# What to work on:
A. List every allegation that the article on Australia's immigration detention system, given below, says has surfaced despite the legal gags.
B. State whether each statement below agrees with the article on Australia's immigration detention system that follows. Answer yes or no for each, and quote the deciding words of the article.
(i) The Border Force Act entered the statute book in July 2015.
(ii) Australia signed up to OPCAT in 2015.
(iii) Speaking up about abuse under the Border Force Act is punishable by a five year prison sentence.
C. Pick up the article on Australia's immigration detention system, given below, after its final sentence and continue it.

# Source extract:
********

European countries should not adopt Australia’s immigration system, with its emphasis on deterrence, warn ethicists in a special issue of the Journal of Medical Ethics, dedicated to global medical ethics.
The system’s lack of transparency is helping perpetuate ongoing human rights abuses and what amounts to the torture of asylum seekers in remote offshore detention centres, they argue.
Furthermore, the introduction of the Border Force Act, which entered the statute book in July 2015, makes speaking up about abuse by current or former ‘trusted persons’ including health professionals, a criminal offence, punishable by a two year prison sentence.
“The situation in Australia is particularly important when seen in the broader context of the humanitarian crisis in Syria, which is forcing people to seek refuge throughout the Middle East and Europe,” write Dr John-Paul Saggaran of the University of New South Wales in Sydney, and Professor Deborah Zion of the Centre for Cultural Diversity and Wellbeing, Victoria.
And never more so now that European countries, including the UK, have expressed interest in adopting Australian styled and inspired immigration policies, they said.
Despite the legal gags, allegations of waterboarding–a technique that simulates drowning–‘zipping’, whereby an individual is tied down to a metal bed frame which is then thrown in the air, force feeding during hunger strikes, restraints used for deportation, and the incarceration of children, have nevertheless surfaced, said the authors.
And the United Nations special rapporteur on torture has found Australia to be in breach of the UN Convention Against Torture, despite having signed up in 2009 to the Optional Protocol on the Convention against Torture and other Cruel, Inhuman or Degrading Treatment or Punishment, or OPCAT, for short.
“The lack of access to respectable standards of medical care has been recognised by peak Australian health bodies and belatedly by the Australian Medical Association as constituting ‘state sanction of child abuse and elsewhere as torture,” they pointed out.
They added that regimes that commit human rights abuses are marked by secrecy and a lack of accountability.
“It is, therefore, of great concern and significance that the frameworks which enshrine human rights and protect asylum seekers have long been absent in the Australian detention system”–in stark contrast to all other healthcare environments which maintain high levels of reporting, record keeping, and vigilance, they write.

********

# Study material:
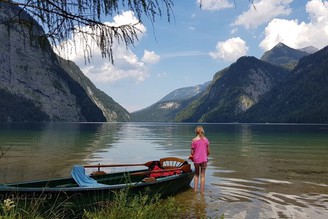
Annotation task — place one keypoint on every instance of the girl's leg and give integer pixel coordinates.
(196, 177)
(202, 179)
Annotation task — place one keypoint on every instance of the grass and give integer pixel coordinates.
(122, 206)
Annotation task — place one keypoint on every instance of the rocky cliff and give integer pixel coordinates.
(34, 80)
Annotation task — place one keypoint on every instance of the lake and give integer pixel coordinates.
(254, 171)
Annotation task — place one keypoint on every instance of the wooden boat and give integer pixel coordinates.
(67, 190)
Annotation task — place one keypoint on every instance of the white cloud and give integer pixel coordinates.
(230, 50)
(299, 35)
(214, 5)
(263, 12)
(126, 64)
(150, 57)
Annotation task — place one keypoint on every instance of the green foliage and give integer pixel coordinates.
(137, 207)
(122, 206)
(301, 98)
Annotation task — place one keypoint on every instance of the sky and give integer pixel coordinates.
(196, 43)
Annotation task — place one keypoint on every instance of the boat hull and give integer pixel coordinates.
(66, 192)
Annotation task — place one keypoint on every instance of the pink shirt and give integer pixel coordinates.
(200, 145)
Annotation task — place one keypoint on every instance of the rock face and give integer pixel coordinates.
(233, 91)
(30, 71)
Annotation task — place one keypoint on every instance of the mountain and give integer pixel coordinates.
(300, 98)
(35, 85)
(112, 111)
(285, 56)
(233, 91)
(166, 108)
(309, 49)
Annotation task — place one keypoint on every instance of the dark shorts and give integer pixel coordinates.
(202, 165)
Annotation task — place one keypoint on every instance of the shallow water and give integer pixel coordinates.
(254, 171)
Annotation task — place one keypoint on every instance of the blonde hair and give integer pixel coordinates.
(199, 130)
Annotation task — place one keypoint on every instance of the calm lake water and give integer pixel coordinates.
(255, 170)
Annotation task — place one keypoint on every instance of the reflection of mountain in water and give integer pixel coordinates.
(46, 150)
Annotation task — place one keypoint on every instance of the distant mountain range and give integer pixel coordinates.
(166, 108)
(37, 85)
(285, 85)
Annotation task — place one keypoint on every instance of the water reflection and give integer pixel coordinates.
(255, 170)
(46, 150)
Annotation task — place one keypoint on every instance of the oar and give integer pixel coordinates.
(185, 168)
(118, 165)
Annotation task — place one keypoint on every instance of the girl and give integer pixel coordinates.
(199, 155)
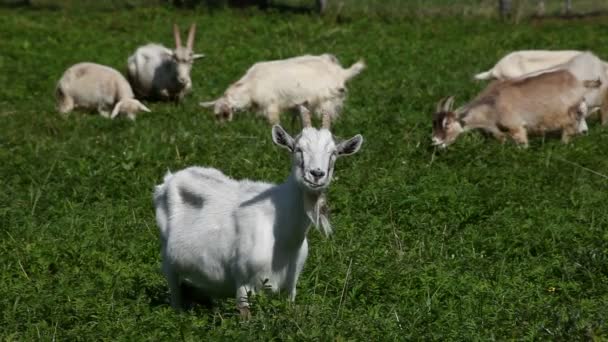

********

# Answers to each task:
A.
- Waterboarding
- 'Zipping'
- Force feeding during hunger strikes
- Restraints used for deportation
- The incarceration of children

B.
(i) Yes: "which entered the statute book in July 2015"
(ii) No: "despite having signed up in 2009 to the Optional Protocol on the Convention against Torture"
(iii) No: "punishable by a two year prison sentence"

C.
A preparedness to ratify OPCAT would enable jailers and doctors in Australia to speak openly about what they have witnessed, say the authors, who praise the health sector for taking such a strong stance in pressing for the ratification of the treaty.
But Australia’s approach should be a lesson to all countries grappling with migration, they warned.
“Europe is contending with the largest migration since the Second World War resulting from the Syrian crisis. The authors in the strongest possible terms counsel others against following on the same path as Australia, lest the same mistakes and unjustifiable suffering come to be repeated,” they said.
In a linked editorial, the journal’s associate editor, Professor Kenneth Boyd, says that detaining people to check whether they represent a risk to national security may not seem unreasonable to Australians and the citizens of European countries. Some migrants may indeed have harmful intentions, he said.
But “as Australia’s immigration control policies are frequently cited as an example for others to follow, the practices of its detention centres and the role of health professionals in those centres should be of interest and moral concern elsewhere also,” he suggested.
But he added: “Popular sentiment in relatively peaceful and prosperous countries which are the desired destination of migrants from war-torn or impoverished parts of the world may not always wish to know all of the means by which immigration is controlled.”